Exercise instructions - Format the records below as a Markdown table with two columns, Row and Line: number each line in Row and copy the line itself into Line, leaving out blank lines. Leave the pictures out of the table.

Record extracts -
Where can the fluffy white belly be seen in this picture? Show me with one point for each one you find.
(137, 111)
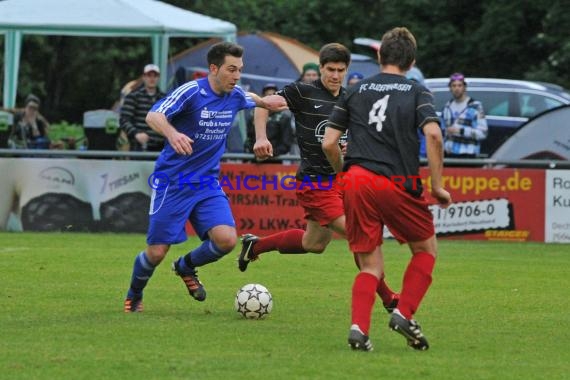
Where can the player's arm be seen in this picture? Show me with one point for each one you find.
(270, 102)
(331, 147)
(181, 143)
(434, 147)
(262, 147)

Answer to the task -
| Row | Line |
|---|---|
| 1 | Where can the fluffy white belly be seen in this picture? Show me with one point for each one you find. |
| 2 | (137, 111) |
| 3 | Where can the player's arm be seen in this picture? Show me with one point for each one you find. |
| 4 | (270, 102) |
| 5 | (331, 147) |
| 6 | (181, 143) |
| 7 | (434, 147) |
| 8 | (262, 147) |